◆ **PROBLEM**: Rewrite the rows below as a numbered list, from the line with "Could you provide the mask of every instance of the **gray" to the line with "61 12 L 241", both of those lines included. Leave out any blank lines.

--- Begin STORED RECORDS ---

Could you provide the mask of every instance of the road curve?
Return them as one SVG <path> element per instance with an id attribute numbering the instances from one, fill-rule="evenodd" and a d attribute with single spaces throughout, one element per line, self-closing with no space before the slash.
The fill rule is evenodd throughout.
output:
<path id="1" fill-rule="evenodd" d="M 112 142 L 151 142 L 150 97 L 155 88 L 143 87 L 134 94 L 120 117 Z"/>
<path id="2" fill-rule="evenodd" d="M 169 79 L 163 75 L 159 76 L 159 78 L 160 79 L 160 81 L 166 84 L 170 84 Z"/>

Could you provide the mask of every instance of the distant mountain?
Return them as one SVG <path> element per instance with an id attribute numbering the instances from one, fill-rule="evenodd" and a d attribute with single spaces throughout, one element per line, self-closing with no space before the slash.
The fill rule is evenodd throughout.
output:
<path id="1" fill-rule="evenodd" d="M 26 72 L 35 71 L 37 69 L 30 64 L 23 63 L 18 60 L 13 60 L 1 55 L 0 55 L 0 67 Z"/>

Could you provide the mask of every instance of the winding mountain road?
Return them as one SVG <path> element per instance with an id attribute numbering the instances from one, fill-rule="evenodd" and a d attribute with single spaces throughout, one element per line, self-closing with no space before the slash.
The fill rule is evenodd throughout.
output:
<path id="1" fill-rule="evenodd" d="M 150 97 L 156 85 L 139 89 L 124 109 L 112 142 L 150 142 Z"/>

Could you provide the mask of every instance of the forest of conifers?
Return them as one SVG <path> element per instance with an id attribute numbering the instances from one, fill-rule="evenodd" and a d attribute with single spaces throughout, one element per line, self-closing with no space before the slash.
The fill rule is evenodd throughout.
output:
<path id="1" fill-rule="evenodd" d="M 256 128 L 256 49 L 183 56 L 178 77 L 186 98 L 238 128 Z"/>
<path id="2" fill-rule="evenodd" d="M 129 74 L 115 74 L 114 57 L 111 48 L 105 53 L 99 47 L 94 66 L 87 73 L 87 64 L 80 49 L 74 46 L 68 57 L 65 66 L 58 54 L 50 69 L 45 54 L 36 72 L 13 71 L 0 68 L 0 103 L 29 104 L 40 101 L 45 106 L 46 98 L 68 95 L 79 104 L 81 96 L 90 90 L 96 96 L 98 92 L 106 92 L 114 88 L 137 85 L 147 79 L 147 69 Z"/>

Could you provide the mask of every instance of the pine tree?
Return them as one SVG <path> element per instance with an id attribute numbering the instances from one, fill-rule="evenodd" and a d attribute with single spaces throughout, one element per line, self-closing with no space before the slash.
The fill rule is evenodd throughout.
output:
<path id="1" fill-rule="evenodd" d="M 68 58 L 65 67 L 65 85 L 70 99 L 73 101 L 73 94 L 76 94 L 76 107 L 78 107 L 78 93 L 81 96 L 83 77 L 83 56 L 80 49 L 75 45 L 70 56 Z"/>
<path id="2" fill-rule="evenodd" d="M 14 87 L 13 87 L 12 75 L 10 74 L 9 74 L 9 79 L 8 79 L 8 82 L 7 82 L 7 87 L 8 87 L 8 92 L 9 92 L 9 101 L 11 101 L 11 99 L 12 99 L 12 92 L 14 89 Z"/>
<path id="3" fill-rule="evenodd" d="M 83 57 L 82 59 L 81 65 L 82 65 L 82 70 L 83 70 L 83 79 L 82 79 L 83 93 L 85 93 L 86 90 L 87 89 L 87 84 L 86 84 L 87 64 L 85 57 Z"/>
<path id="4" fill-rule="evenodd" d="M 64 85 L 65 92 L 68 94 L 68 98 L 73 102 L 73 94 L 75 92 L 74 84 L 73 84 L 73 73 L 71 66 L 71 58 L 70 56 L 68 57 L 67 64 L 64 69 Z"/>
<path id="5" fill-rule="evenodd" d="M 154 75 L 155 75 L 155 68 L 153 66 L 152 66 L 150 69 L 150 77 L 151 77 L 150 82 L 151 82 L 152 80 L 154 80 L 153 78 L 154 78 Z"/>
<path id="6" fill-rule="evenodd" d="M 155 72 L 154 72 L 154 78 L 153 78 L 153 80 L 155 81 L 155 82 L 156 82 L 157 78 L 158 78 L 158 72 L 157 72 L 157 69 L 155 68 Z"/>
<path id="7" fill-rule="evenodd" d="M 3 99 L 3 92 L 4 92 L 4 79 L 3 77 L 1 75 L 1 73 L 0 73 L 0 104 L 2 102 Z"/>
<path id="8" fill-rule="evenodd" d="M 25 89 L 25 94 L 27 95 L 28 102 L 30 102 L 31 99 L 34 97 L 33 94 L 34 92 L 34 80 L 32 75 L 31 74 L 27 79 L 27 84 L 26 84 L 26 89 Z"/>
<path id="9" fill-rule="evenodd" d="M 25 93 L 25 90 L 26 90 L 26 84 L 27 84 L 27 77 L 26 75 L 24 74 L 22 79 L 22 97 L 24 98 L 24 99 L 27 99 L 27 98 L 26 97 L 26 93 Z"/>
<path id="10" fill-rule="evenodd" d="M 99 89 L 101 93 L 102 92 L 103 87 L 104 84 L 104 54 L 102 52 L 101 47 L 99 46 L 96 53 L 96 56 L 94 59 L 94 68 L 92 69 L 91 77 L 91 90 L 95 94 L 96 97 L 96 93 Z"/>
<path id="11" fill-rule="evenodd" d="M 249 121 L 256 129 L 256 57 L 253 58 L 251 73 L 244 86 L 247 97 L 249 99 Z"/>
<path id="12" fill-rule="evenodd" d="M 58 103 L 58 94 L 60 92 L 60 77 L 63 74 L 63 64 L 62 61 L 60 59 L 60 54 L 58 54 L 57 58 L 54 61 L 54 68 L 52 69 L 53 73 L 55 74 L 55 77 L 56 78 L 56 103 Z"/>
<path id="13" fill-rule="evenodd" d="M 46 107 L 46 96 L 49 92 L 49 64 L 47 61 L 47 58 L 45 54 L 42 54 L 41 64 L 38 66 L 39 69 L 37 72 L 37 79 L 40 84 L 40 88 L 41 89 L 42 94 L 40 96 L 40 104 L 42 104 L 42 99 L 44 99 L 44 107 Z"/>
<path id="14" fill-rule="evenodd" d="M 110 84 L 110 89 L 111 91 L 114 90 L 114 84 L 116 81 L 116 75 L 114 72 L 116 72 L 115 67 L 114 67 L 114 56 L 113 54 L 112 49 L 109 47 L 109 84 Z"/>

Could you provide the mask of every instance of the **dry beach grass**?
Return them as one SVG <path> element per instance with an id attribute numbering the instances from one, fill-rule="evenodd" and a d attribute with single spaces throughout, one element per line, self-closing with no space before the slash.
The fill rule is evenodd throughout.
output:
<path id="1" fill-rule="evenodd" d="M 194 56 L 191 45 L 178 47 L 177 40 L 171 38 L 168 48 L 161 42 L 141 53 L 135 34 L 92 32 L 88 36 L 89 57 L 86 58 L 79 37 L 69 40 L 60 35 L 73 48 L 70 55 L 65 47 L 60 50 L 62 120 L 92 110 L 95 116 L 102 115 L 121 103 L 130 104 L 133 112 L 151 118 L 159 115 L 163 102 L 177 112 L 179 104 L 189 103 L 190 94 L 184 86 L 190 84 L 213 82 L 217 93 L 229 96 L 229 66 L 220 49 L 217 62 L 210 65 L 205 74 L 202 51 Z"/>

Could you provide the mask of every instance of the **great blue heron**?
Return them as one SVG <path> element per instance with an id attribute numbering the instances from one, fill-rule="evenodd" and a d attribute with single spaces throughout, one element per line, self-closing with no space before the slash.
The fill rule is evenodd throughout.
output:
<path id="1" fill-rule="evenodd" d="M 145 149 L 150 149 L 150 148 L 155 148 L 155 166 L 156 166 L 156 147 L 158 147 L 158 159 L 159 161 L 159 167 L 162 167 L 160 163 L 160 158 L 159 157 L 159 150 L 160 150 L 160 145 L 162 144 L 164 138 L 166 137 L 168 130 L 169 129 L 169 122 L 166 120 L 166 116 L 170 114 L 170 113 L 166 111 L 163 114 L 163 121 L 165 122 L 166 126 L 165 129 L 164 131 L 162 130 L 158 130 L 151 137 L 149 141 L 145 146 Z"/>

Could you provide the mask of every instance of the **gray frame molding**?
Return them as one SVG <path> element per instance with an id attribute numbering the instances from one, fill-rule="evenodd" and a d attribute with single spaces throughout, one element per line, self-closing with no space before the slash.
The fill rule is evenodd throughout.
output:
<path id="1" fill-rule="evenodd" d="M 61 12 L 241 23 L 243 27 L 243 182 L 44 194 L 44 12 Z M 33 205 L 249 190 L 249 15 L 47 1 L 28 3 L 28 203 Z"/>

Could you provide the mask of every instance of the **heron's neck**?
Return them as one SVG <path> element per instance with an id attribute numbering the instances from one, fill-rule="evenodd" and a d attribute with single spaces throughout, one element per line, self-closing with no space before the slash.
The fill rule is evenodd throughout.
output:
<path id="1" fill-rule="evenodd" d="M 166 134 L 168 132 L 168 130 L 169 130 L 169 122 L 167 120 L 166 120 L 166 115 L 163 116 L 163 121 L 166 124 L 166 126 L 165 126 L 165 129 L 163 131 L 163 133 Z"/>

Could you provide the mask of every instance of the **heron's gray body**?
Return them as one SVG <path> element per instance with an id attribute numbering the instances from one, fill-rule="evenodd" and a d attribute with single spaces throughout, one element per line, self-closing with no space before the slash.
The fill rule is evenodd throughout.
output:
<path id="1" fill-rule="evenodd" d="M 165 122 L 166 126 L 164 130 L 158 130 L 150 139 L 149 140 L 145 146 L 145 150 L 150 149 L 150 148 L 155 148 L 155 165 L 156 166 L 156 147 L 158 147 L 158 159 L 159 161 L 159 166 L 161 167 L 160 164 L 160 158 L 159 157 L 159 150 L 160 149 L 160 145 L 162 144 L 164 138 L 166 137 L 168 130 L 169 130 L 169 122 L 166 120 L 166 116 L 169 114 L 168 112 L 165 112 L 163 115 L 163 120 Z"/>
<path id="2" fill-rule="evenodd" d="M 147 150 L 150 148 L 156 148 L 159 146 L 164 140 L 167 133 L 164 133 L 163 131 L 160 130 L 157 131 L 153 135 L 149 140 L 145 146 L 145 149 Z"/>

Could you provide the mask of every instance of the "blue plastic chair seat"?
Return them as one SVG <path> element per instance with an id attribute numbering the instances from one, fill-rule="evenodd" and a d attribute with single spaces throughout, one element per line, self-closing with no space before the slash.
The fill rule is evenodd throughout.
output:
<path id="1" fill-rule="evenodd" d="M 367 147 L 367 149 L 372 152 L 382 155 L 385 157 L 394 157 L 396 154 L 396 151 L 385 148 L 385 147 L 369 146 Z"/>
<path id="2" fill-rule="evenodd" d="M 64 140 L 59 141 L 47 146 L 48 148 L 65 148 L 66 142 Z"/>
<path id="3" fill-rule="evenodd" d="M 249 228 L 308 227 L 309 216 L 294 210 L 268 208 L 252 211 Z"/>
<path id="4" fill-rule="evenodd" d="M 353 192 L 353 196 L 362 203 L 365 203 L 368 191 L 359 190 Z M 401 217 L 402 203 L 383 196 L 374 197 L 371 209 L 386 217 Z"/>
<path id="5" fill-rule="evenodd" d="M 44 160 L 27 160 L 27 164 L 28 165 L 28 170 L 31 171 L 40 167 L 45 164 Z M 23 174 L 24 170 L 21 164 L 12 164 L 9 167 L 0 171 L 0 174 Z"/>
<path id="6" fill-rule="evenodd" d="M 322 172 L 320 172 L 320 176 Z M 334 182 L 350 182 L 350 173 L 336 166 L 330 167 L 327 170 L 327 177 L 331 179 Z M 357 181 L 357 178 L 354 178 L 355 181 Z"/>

--- End STORED RECORDS ---

◆ **SOLUTION FOR THIS EXERCISE**:
1. Could you provide the mask of every instance of the **gray frame molding**?
2. Return them as one SVG <path> element per instance with an id attribute numbering the instances from one, fill-rule="evenodd" and a d attribute with single spaces throughout, one element per line, self-closing with no space before the slash.
3. The fill rule is evenodd throughout.
4. output:
5. <path id="1" fill-rule="evenodd" d="M 61 12 L 241 23 L 243 27 L 243 182 L 44 194 L 44 12 Z M 33 205 L 249 190 L 249 15 L 47 1 L 28 3 L 28 203 Z"/>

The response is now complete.